======== 本文
メガロポリス東京を歩いていて、一日に一回も肌の色の違う外国人と会わない日のほうが珍しい。旅行者、ビジネスマン、外交官、留学生、国際結婚、労働者、そして少ないが難民など彼らの背景は多種多様だ。では翻って私たち自身が外国に出たらどうだろう。きっとその時、言語、文化、習慣の差異、宗教、価値観、民族や人種との対立・融合にさらされ戸惑い、あるいは新しい感動とめぐりあえるかもしれない。異国人への想像力を少し膨らませれば、彼らのこころに引き起こされる問題とは、そう遠い話ではないと感じられるだろう。

彼らが日本に来ているからにはちょっとしたお手伝い、例えば精神科医であれば何かできるのだろうか。それは彼らのためだけではなく、ひるがえって日本自身を広がりのあるものに変える可能性を秘めている。我々はともすれば自文化を中心に見据えて他の文化圏を見定めがちであるが、その視点を柔軟にすればどうであろうか。

精神医学者が自分の文化とそれ以外の文化の間で自由に自分の視点を変換することができ、かつ文化そのものが常に生成変化していることを認識していくこと。そのTransculturalな視点を踏まえての実践的な臨床活動のニーズは少なくないし、今後も増えていくであろう。
================
======== 確認用データ
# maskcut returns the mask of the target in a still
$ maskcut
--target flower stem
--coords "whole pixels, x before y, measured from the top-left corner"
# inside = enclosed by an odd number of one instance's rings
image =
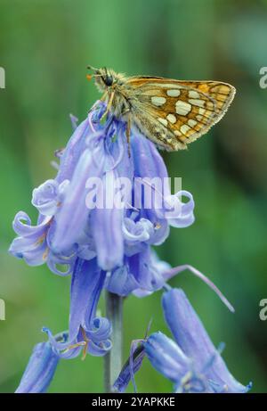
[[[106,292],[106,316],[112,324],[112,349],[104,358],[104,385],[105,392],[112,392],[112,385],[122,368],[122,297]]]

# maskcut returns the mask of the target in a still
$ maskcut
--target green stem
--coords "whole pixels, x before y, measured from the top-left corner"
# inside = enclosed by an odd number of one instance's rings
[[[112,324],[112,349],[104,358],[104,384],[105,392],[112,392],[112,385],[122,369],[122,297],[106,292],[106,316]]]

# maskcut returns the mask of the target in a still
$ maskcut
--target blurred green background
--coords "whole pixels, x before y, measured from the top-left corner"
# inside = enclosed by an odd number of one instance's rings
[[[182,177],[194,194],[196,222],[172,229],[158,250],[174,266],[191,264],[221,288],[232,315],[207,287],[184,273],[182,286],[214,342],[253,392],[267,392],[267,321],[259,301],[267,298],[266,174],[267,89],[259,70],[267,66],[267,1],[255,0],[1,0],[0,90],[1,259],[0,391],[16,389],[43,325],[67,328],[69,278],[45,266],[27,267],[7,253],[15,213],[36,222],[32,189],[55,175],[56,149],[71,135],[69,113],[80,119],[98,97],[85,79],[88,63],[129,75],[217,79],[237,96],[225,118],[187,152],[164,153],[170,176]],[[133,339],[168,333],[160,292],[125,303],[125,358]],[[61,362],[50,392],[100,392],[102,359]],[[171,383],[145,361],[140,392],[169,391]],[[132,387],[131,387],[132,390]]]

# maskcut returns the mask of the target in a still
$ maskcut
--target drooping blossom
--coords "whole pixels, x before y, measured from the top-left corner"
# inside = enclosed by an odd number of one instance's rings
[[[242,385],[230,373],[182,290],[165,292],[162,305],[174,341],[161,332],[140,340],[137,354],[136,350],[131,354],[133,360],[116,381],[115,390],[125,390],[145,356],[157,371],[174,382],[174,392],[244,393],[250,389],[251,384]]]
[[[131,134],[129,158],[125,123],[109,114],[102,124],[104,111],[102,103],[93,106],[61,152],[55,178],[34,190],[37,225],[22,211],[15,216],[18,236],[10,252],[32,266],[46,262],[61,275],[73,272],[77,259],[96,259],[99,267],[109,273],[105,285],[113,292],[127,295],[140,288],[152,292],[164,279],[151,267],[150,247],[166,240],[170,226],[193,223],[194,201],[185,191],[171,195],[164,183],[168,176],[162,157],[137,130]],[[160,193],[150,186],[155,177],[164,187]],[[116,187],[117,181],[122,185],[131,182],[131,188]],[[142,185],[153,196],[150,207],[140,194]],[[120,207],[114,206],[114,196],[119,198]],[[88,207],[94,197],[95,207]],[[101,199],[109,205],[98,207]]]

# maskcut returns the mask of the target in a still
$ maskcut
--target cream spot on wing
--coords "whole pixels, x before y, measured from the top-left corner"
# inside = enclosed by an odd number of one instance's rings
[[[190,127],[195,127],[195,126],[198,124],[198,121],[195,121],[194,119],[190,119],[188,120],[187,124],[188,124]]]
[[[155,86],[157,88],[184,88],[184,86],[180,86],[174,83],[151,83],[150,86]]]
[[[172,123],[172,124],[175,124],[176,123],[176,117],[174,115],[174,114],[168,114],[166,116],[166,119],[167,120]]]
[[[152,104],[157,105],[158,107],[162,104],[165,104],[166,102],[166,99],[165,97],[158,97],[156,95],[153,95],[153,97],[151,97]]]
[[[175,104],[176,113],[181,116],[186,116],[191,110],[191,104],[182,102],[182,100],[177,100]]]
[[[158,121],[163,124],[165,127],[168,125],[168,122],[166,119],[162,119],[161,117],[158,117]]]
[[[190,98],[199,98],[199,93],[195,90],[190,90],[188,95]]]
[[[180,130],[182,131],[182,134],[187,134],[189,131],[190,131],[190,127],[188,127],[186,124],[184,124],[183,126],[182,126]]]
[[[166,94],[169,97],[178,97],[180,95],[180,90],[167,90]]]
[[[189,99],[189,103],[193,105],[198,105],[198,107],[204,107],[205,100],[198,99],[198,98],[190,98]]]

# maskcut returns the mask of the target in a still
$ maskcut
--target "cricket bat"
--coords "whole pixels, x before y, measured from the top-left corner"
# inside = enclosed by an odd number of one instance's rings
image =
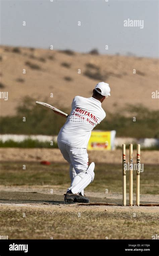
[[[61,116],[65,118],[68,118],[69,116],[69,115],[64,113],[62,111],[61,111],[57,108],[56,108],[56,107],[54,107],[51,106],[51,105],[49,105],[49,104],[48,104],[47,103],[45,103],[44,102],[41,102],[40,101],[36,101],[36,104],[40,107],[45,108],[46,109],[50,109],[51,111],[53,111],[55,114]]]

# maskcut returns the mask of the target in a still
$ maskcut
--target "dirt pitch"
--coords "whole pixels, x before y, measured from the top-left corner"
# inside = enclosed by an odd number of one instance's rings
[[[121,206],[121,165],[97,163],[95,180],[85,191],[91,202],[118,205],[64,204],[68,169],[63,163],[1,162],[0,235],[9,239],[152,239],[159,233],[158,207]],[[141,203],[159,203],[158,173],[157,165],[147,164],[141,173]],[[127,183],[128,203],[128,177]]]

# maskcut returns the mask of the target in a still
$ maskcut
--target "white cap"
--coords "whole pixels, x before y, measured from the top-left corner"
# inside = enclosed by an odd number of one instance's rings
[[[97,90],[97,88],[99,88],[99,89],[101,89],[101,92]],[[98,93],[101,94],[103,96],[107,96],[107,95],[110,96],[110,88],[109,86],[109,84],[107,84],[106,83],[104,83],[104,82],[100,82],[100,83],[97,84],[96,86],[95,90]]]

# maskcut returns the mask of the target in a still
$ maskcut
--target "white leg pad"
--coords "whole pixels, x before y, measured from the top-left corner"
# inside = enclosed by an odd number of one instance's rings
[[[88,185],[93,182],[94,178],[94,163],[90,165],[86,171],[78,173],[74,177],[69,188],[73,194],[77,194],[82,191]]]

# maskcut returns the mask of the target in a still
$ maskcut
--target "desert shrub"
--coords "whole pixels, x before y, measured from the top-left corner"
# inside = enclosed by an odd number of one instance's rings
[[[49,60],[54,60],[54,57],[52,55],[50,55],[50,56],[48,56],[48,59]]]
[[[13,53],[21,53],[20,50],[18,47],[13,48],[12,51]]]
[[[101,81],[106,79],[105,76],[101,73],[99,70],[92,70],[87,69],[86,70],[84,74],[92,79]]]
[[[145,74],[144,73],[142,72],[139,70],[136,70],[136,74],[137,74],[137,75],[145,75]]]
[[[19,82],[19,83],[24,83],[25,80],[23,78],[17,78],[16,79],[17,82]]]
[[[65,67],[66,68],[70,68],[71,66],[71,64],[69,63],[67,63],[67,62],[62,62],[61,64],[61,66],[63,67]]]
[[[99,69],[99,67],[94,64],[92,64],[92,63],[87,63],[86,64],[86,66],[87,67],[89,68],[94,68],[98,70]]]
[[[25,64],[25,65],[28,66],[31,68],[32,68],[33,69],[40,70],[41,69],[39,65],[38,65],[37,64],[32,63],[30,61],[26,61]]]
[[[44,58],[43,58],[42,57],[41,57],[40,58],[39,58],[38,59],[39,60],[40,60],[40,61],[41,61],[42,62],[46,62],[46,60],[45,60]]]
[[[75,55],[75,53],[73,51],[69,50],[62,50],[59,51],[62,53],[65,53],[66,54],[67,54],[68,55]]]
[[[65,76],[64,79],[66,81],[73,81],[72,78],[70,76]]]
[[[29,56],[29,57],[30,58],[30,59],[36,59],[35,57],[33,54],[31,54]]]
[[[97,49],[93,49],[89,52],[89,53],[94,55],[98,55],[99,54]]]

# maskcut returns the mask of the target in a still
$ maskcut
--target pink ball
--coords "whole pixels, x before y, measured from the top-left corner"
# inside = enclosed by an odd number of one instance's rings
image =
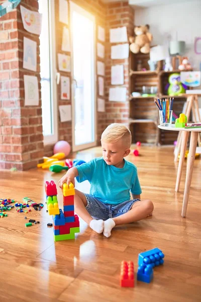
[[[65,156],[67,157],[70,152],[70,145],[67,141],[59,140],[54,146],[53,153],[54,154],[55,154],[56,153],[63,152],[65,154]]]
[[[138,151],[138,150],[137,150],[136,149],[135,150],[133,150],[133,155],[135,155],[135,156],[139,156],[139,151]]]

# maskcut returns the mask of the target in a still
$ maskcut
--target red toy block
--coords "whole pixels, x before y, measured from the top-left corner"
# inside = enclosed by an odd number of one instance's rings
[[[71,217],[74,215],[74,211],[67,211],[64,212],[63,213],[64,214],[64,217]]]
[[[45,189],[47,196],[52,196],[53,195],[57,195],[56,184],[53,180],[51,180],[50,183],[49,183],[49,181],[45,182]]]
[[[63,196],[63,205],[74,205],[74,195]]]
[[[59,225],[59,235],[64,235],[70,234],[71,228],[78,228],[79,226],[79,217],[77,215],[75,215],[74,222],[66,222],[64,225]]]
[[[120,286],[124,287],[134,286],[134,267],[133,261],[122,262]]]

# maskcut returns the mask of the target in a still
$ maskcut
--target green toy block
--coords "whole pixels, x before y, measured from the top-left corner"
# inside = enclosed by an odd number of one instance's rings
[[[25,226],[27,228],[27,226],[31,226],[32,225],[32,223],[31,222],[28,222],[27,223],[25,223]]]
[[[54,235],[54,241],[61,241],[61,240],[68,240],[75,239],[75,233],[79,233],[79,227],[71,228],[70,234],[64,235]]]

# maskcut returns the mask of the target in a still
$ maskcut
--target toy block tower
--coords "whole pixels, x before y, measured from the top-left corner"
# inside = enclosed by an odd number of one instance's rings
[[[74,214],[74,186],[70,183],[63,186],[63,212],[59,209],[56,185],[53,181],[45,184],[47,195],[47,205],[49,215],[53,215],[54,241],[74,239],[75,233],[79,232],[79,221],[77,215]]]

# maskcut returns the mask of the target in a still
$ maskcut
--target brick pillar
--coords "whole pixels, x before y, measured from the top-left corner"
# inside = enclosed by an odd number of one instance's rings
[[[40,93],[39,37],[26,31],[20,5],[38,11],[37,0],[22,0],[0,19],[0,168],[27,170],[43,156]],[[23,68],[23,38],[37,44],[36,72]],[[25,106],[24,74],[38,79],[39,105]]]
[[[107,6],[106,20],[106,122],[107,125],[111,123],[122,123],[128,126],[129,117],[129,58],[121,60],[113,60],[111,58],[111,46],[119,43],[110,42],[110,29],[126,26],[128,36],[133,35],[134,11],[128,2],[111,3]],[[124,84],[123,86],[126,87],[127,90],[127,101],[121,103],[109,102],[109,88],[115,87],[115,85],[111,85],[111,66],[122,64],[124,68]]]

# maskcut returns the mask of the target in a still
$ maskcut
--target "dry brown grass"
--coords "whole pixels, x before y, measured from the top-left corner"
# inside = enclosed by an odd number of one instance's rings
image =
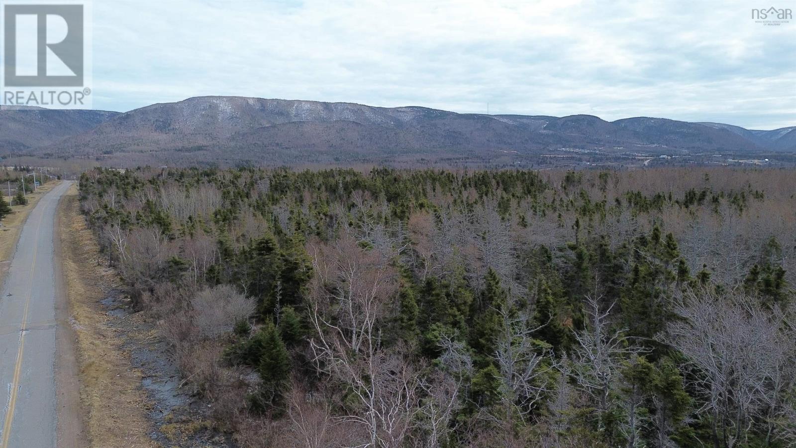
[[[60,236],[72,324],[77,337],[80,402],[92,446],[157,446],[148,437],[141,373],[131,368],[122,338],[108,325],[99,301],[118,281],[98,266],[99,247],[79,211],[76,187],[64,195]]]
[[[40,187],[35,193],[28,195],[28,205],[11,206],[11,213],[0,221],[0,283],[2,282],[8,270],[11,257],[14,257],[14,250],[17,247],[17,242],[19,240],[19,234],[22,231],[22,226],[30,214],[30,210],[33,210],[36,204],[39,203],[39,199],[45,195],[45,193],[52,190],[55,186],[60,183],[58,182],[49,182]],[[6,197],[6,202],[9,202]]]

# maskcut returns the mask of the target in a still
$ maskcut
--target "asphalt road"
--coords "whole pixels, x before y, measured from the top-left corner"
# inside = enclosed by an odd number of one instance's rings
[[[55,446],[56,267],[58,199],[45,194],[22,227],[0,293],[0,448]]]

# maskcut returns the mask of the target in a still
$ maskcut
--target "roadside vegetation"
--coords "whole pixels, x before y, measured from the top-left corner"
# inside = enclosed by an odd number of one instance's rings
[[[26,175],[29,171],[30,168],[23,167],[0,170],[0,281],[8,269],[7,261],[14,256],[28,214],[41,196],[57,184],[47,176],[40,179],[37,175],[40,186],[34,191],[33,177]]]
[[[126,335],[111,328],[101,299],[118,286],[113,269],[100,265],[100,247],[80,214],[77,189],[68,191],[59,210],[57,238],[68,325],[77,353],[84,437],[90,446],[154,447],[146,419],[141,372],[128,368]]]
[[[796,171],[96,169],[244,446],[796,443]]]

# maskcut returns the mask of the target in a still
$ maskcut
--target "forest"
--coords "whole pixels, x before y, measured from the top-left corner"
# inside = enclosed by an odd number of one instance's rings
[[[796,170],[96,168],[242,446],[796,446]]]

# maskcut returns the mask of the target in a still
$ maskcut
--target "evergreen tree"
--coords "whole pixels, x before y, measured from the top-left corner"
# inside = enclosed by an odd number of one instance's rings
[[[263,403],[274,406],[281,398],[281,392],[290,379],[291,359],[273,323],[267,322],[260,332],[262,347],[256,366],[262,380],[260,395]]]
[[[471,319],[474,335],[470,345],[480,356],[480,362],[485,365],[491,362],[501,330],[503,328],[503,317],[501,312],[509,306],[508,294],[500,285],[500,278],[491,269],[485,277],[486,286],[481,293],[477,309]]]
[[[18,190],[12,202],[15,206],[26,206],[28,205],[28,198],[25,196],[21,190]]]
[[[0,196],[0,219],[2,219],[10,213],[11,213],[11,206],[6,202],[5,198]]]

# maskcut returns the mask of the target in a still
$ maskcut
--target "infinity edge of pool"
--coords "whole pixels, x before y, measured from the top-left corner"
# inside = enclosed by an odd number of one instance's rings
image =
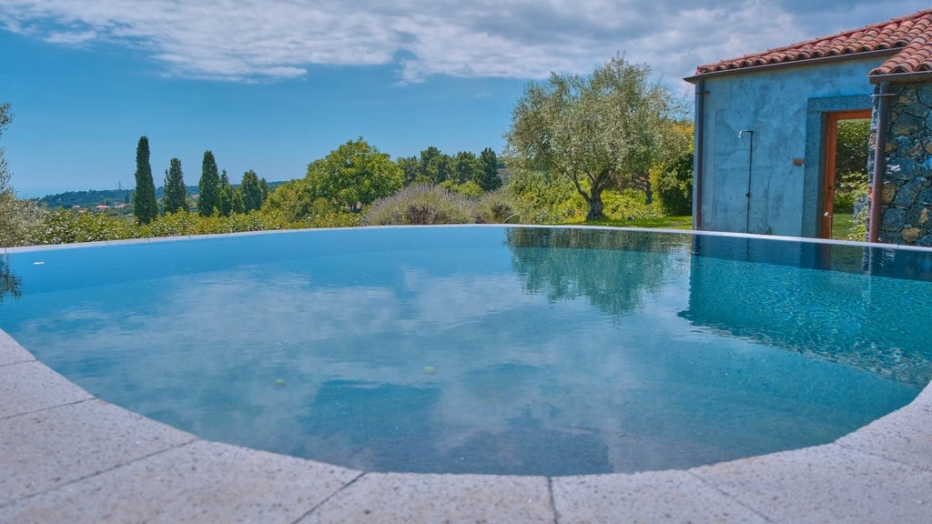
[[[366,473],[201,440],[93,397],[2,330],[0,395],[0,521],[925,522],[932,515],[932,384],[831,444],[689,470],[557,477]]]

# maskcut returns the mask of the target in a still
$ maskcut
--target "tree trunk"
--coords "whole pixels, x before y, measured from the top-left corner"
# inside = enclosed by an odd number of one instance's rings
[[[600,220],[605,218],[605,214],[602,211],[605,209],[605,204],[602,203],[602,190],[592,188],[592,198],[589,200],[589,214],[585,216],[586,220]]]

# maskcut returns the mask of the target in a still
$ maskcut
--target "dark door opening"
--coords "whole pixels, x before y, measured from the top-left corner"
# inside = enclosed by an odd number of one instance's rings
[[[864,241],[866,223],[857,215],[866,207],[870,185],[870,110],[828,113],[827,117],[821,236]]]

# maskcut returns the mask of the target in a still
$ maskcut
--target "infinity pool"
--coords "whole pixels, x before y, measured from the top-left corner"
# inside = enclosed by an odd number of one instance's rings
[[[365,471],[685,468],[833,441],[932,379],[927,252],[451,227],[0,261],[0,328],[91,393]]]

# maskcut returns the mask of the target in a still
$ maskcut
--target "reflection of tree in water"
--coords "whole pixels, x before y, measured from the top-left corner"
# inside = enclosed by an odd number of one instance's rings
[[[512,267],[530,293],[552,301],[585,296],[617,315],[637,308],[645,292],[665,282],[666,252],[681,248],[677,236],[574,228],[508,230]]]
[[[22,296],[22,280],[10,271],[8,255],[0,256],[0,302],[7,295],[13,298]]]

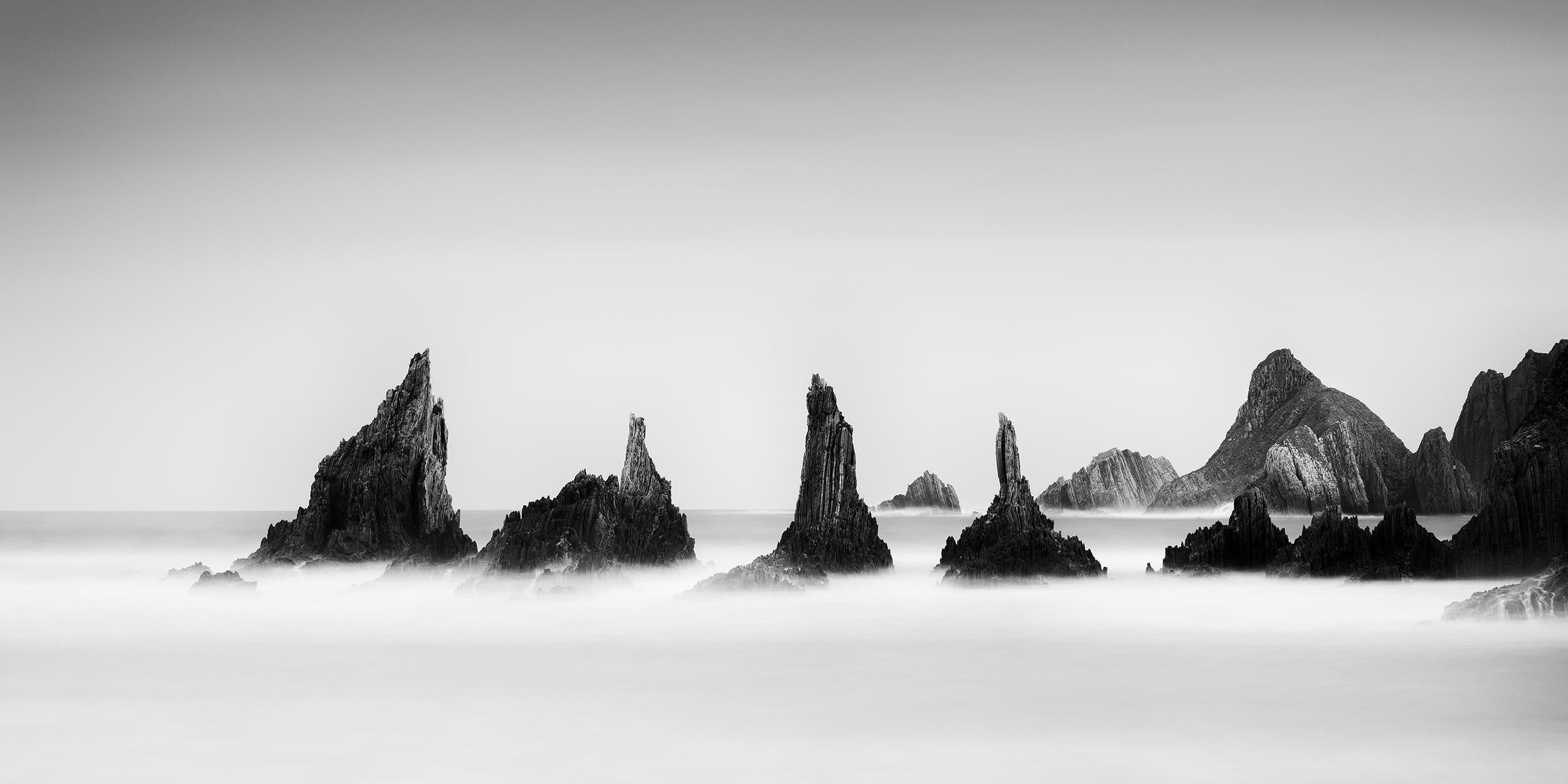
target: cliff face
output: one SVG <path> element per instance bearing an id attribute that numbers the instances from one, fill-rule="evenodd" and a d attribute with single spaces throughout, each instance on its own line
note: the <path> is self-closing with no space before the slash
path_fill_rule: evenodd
================
→ **課題内容**
本文の「メガロポリス東京を歩いていて」から「ではないと感じられるだろう。」までを、一字も変えずに書き写しなさい。

→ **この課題の解答**
メガロポリス東京を歩いていて、一日に一回も肌の色の違う外国人と会わない日のほうが珍しい。旅行者、ビジネスマン、外交官、留学生、国際結婚、労働者、そして少ないが難民など彼らの背景は多種多様だ。では翻って私たち自身が外国に出たらどうだろう。きっとその時、言語、文化、習慣の差異、宗教、価値観、民族や人種との対立・融合にさらされ戸惑い、あるいは新しい感動とめぐりあえるかもしれない。異国人への想像力を少し膨らませれば、彼らのこころに引き起こされる問題とは、そう遠い話ではないと感じられるだろう。